**DATA EXTRACT:**
══════════
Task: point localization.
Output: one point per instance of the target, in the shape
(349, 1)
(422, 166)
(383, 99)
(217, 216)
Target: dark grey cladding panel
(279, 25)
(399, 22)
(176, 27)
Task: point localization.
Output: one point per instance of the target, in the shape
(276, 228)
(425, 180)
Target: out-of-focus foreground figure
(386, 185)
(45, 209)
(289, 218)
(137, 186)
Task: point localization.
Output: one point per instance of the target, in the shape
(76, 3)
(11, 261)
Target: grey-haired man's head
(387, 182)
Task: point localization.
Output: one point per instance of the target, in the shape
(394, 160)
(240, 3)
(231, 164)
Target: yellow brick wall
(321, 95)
══════════
**PROMPT:**
Output the data above exactly, please, line for line.

**ANSWER TO THE PROBLEM:**
Task: point localization.
Output: one point per instance of the target, in the shape
(349, 1)
(422, 166)
(383, 99)
(217, 216)
Target: dark grey cladding panel
(279, 25)
(399, 22)
(176, 27)
Task: point localization.
Output: one point per instance of the target, in the shape
(276, 228)
(425, 180)
Target: out-of-focus foreground figure
(386, 185)
(45, 209)
(289, 218)
(137, 186)
Task: point localization.
Output: one point per instance of the target, in the shape
(76, 3)
(11, 261)
Target: grey-haired man's head
(387, 182)
Task: point localization.
Output: one point per instance of the target, in the shape
(394, 160)
(240, 3)
(231, 164)
Target: yellow brick wall
(321, 95)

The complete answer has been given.